- Labeled outline records:
══════════════════════════════

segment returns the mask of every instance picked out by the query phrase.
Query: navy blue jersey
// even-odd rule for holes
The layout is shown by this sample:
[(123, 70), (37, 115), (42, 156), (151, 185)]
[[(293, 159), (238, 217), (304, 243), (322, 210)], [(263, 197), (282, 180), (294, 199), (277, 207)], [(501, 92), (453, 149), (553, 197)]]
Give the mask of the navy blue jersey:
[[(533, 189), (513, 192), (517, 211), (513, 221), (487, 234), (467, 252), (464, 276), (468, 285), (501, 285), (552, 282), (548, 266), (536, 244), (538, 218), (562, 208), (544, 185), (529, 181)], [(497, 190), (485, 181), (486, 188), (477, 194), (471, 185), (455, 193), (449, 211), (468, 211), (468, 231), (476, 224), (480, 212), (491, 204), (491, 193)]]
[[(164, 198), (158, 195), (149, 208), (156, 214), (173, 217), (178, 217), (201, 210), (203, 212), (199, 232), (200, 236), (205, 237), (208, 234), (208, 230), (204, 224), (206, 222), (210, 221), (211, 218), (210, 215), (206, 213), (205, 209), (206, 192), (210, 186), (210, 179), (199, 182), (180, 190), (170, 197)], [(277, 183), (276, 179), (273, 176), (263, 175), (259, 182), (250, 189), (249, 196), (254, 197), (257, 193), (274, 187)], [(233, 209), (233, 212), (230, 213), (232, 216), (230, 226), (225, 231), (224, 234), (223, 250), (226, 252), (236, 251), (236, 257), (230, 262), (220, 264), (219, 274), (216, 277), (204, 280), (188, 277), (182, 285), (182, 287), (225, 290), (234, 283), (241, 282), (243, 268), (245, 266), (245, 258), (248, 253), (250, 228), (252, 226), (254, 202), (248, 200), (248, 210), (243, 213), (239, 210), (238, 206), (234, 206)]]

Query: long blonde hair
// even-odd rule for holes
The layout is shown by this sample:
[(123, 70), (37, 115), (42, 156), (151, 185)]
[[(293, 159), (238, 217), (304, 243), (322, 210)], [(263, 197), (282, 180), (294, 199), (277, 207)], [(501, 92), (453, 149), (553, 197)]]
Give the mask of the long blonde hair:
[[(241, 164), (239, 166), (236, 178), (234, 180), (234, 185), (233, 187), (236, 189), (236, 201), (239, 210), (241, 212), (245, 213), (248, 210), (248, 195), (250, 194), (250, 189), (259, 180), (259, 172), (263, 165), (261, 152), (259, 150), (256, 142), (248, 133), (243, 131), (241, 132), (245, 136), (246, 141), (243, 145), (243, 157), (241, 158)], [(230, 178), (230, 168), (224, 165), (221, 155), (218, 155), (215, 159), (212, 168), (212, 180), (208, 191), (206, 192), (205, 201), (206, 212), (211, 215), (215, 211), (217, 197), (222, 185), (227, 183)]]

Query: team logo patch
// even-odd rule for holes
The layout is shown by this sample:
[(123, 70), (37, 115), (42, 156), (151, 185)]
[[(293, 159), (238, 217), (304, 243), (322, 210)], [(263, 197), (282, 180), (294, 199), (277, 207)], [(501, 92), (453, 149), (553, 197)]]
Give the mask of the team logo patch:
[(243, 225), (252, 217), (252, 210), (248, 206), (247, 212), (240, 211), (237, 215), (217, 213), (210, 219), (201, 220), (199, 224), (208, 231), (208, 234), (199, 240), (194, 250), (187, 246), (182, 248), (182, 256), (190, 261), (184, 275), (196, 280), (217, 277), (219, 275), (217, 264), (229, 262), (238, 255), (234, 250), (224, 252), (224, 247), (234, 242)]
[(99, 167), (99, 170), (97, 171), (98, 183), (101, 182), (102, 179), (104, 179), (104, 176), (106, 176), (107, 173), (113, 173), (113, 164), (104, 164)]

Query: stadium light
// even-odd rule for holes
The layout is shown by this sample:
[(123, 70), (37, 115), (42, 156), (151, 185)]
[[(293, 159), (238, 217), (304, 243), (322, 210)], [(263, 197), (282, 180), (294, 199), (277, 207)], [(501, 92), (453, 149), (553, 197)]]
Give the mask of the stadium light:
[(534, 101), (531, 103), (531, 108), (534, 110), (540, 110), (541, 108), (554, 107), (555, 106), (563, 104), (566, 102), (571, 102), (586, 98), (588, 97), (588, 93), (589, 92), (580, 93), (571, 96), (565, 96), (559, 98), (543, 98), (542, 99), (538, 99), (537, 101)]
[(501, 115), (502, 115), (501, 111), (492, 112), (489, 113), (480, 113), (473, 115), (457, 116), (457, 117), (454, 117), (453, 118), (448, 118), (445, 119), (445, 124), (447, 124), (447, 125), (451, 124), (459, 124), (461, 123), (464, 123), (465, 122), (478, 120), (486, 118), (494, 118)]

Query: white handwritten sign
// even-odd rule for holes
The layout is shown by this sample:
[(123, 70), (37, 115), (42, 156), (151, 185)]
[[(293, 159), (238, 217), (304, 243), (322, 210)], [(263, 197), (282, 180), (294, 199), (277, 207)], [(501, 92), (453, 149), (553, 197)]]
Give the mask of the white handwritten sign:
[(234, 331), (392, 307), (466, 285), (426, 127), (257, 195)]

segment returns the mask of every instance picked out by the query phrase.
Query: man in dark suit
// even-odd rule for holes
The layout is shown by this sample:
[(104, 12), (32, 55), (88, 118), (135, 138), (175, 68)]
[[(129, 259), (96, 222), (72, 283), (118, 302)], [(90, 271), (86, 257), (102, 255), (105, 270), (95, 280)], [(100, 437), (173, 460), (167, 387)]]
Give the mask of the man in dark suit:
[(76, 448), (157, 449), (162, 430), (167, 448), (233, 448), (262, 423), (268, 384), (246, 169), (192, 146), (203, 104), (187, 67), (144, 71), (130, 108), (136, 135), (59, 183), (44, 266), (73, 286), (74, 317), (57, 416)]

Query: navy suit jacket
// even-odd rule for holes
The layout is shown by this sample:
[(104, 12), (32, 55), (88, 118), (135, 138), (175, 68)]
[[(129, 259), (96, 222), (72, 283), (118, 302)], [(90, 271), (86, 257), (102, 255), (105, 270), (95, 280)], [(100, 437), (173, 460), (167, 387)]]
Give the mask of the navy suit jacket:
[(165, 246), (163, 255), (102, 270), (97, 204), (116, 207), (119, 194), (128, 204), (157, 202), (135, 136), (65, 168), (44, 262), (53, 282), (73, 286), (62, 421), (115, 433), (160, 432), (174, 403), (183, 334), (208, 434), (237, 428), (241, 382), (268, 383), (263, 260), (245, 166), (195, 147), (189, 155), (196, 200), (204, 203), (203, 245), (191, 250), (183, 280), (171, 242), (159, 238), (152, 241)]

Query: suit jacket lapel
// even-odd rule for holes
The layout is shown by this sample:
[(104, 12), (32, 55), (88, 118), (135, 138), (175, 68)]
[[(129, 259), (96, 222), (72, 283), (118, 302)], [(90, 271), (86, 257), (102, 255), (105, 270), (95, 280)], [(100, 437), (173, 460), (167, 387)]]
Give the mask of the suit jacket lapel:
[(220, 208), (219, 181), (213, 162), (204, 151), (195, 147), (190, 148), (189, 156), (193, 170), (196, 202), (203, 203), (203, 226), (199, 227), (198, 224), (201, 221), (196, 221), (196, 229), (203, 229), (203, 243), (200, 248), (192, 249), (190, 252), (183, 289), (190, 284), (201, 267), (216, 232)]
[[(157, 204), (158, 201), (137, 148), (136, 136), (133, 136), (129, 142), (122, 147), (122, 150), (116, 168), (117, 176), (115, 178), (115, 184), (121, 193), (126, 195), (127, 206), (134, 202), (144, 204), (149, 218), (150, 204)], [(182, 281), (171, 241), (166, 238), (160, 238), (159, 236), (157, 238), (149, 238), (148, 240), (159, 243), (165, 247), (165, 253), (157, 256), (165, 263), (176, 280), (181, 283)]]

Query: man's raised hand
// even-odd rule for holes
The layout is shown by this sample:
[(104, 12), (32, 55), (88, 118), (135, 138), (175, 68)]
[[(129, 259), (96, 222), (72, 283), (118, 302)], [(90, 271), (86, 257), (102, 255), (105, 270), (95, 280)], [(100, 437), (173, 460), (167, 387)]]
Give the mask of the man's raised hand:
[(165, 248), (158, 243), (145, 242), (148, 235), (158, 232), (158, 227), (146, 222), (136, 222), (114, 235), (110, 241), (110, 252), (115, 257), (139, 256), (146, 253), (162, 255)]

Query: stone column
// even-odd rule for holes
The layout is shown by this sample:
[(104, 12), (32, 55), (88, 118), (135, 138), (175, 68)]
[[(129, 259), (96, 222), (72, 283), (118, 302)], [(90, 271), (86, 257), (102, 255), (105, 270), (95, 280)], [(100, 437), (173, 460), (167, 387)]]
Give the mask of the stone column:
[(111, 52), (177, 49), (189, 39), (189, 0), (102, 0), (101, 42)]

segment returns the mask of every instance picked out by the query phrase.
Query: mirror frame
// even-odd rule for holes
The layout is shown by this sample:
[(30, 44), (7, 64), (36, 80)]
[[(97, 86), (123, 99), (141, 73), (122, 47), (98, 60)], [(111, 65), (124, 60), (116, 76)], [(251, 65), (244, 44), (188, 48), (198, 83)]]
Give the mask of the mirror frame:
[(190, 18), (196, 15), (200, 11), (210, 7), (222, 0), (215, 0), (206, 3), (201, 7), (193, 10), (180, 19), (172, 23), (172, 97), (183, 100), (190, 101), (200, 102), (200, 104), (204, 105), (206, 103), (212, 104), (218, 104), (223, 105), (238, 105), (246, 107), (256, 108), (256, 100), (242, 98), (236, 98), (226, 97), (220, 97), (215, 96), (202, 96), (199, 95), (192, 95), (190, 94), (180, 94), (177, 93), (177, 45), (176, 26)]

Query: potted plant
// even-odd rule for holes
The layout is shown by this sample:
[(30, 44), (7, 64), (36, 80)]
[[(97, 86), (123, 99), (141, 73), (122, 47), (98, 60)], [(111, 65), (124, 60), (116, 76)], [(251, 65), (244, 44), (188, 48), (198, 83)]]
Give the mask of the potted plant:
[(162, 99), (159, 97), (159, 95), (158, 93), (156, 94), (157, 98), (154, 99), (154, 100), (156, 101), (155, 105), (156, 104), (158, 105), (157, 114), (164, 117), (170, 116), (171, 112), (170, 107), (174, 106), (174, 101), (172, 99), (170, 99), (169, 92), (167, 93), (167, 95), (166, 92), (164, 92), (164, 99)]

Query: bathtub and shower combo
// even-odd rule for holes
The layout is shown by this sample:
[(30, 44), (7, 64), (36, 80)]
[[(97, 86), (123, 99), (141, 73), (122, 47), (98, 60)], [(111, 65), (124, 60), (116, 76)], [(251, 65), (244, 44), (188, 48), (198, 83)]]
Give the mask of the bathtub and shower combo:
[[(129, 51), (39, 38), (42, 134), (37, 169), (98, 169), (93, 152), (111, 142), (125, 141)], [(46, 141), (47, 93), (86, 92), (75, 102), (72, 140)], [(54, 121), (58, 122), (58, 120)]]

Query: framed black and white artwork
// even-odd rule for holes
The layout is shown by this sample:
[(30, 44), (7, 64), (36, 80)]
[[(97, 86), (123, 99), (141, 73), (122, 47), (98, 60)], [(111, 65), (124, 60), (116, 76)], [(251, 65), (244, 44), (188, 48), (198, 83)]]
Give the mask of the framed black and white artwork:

══════════════════════════════

- What is asked:
Please repeat the records from the line with "Query: navy suit jacket" to the line with "238), (152, 241)]", both included, with every coordinate in the answer outlines scaled by 1.15 and rounded to the nearest whole number, halves rounding up. Copy the requests and their layout samples unchanged.

- Task solution:
Query: navy suit jacket
// even-odd rule for holes
The layout is shown by this sample:
[(104, 12), (32, 55), (88, 118), (135, 138), (175, 68)]
[[(129, 259), (96, 222), (72, 283), (118, 302)], [(90, 271), (86, 257), (102, 255), (105, 270), (95, 280)], [(100, 437), (173, 460), (167, 387)]]
Give the mask of the navy suit jacket:
[(190, 283), (187, 293), (117, 311), (112, 235), (133, 238), (137, 223), (147, 235), (181, 232), (155, 156), (75, 193), (51, 301), (61, 324), (84, 329), (71, 484), (132, 498), (184, 497), (200, 463), (210, 384), (239, 499), (273, 492), (277, 439), (308, 440), (302, 299), (282, 191), (224, 169), (217, 178), (225, 230), (235, 233), (233, 282), (220, 288), (210, 322), (197, 278), (183, 274), (175, 277)]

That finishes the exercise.